Task statement. Extract every line below that contains the string "green", treating uppercase and lowercase as different.

# # # # # # #

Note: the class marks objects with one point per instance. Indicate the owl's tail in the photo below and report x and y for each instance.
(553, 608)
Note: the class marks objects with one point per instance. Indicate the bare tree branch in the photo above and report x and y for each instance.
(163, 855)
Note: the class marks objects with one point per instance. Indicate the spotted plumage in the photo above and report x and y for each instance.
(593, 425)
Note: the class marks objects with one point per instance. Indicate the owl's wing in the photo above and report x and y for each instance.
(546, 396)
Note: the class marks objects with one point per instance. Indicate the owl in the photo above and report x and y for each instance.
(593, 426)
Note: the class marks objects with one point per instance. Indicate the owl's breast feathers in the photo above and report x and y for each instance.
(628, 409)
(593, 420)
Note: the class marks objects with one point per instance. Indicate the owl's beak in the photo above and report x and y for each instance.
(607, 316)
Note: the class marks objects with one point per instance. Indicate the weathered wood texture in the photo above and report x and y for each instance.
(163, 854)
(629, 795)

# # # # # # #

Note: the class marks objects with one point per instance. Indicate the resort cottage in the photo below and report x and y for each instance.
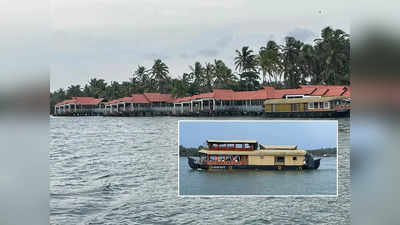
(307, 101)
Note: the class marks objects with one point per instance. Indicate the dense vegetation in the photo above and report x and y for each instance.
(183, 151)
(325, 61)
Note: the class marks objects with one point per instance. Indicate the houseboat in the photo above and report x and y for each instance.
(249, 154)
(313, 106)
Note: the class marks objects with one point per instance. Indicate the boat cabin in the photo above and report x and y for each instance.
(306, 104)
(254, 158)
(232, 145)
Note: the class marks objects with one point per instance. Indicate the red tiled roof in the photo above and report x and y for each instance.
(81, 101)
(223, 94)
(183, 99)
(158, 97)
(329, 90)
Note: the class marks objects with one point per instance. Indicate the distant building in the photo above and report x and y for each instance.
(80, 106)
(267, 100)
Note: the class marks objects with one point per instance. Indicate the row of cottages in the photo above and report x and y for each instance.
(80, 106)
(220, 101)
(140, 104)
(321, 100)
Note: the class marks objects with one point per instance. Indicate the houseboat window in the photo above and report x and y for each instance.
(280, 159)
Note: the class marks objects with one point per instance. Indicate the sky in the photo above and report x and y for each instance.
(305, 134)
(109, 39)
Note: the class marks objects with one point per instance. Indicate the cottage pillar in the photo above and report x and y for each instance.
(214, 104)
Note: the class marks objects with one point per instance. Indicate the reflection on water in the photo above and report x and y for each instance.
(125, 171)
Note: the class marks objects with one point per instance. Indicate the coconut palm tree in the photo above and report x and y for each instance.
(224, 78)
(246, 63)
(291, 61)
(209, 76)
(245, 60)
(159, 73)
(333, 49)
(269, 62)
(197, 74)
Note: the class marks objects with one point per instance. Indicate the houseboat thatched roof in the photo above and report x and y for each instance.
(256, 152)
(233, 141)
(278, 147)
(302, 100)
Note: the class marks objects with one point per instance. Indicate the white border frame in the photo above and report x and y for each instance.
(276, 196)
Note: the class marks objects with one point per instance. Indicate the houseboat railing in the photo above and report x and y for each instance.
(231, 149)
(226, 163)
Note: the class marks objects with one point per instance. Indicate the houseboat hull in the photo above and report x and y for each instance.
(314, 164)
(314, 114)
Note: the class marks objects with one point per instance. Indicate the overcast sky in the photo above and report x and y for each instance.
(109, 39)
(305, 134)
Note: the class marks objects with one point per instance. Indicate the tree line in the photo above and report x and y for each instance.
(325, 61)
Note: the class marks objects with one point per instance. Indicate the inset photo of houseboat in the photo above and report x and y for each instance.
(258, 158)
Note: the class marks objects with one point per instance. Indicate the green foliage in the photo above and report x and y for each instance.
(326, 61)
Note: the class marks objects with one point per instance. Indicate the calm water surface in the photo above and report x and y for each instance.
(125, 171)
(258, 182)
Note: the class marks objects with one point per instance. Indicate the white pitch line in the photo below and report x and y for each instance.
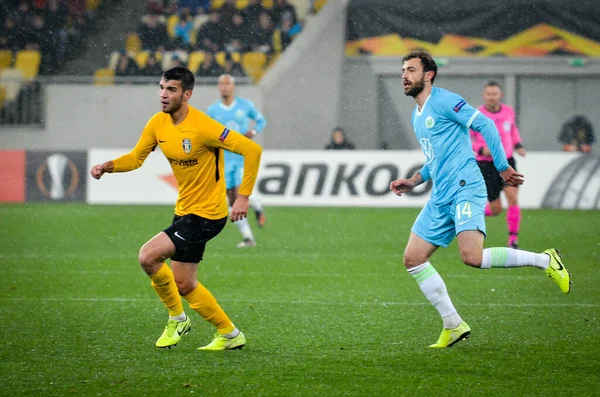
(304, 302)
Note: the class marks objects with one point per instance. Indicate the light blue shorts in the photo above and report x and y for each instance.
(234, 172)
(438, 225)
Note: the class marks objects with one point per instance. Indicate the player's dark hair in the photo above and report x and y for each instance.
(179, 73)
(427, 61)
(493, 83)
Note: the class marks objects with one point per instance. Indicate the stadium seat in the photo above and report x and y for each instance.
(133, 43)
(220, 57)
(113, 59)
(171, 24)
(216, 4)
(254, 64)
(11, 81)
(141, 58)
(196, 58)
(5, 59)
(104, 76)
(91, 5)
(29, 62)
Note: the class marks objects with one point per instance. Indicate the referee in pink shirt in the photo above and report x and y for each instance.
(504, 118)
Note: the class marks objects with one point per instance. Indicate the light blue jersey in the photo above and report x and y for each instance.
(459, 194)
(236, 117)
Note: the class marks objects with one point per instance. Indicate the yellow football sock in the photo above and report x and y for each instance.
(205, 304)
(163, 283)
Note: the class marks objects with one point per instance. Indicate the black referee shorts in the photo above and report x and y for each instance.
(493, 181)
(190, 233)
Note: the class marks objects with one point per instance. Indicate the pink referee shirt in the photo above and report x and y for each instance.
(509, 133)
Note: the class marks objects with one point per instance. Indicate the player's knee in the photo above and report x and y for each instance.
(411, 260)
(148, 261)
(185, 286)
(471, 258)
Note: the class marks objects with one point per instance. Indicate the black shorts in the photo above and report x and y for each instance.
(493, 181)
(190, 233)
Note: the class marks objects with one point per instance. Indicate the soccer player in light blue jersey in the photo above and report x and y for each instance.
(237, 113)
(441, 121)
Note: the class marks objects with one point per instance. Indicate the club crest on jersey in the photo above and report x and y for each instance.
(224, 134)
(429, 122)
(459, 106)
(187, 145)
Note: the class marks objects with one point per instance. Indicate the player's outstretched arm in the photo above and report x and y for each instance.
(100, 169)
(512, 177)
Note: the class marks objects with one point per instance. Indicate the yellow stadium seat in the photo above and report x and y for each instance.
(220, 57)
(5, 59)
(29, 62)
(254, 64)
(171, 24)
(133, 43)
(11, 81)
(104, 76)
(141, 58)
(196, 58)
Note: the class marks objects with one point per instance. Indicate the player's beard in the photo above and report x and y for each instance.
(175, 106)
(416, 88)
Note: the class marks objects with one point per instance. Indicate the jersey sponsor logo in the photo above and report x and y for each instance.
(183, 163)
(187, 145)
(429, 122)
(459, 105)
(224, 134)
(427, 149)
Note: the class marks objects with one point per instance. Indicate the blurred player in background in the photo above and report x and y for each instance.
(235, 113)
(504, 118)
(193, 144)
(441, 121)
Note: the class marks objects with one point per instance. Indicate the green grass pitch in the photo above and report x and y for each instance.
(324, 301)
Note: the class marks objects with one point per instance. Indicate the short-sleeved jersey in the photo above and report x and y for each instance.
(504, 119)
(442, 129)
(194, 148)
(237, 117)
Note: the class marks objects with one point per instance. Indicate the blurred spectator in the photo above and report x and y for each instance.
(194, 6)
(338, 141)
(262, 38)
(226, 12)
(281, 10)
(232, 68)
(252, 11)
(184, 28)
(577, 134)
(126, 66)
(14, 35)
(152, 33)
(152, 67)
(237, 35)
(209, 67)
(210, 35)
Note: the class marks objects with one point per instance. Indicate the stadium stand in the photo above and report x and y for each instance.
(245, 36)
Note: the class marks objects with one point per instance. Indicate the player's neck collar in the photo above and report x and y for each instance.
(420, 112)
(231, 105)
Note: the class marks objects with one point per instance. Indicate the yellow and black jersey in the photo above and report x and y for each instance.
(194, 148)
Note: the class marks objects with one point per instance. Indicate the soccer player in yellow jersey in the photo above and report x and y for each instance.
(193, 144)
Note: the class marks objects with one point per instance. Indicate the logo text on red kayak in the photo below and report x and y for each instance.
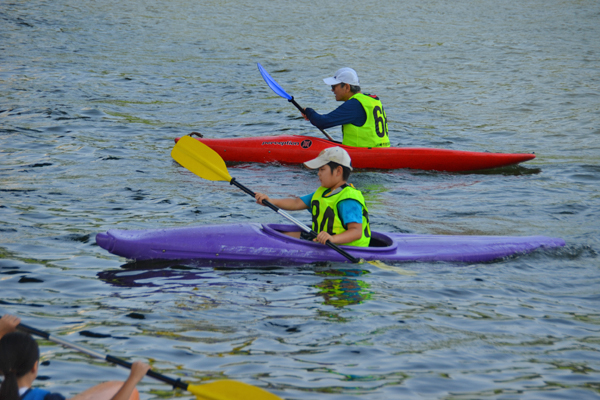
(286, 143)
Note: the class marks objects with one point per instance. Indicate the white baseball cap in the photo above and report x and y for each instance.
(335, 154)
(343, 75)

# # # # # # #

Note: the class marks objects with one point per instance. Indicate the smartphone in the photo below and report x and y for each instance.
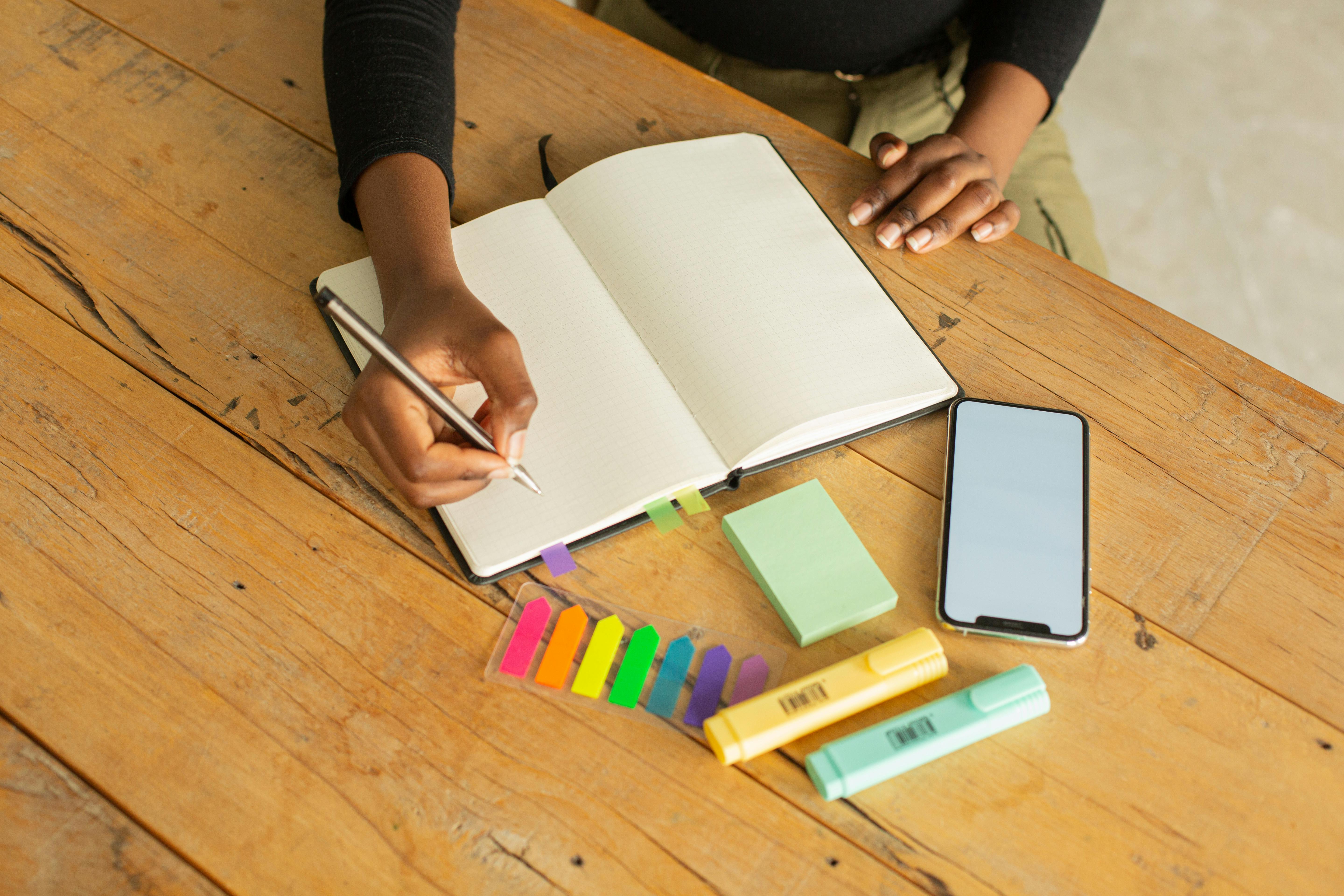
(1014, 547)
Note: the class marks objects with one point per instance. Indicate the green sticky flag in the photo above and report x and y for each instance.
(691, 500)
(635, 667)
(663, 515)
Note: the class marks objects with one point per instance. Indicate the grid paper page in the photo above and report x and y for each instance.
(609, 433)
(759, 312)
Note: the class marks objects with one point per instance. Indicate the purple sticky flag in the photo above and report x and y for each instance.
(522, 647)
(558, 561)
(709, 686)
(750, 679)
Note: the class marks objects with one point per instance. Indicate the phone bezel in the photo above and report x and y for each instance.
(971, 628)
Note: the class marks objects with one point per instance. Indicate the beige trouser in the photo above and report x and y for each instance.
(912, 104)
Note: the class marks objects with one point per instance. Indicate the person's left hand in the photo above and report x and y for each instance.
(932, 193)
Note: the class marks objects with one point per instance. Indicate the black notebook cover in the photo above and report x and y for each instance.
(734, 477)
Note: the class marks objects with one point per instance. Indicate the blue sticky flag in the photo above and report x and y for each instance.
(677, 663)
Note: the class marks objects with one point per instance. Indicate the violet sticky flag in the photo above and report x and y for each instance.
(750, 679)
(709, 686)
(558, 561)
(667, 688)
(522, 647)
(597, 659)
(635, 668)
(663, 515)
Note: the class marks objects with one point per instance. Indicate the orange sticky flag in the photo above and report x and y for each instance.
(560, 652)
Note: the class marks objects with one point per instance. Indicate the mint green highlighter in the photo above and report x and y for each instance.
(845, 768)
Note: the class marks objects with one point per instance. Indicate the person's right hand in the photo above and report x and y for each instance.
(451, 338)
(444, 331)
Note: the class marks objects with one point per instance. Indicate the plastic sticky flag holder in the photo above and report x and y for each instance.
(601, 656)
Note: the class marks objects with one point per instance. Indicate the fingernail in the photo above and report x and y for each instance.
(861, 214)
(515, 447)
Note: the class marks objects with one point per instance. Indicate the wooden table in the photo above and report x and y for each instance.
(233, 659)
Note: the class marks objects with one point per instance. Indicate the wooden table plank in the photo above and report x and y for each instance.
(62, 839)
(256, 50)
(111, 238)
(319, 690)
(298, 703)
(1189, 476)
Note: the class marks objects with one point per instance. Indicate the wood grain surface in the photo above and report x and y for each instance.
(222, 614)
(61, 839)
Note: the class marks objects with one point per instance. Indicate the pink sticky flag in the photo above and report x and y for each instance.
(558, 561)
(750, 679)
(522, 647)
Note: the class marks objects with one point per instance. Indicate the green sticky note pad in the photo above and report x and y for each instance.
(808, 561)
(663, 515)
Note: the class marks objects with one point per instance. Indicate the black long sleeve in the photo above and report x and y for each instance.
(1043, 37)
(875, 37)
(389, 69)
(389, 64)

# # # # # # #

Reply.
Note: the class marks objects with one point per instance. Indicate the green foliage in the photo above and report x and y for each instance.
Note: the class marks objects with one point per instance. Indicate the green grass pitch in the photo above and report x and y for each instance.
Note: the class marks objects with one point per instance. Indicate the green sticky flag in the photo above and report x and y for each instance.
Note: the class marks objects with one point per instance. Indicate the mint green highlighter in the photo above and report x and y for each instance.
Note: the class marks objects with one point per instance. Indicate the green sticky note pad in the photo above and report x and y for each instance.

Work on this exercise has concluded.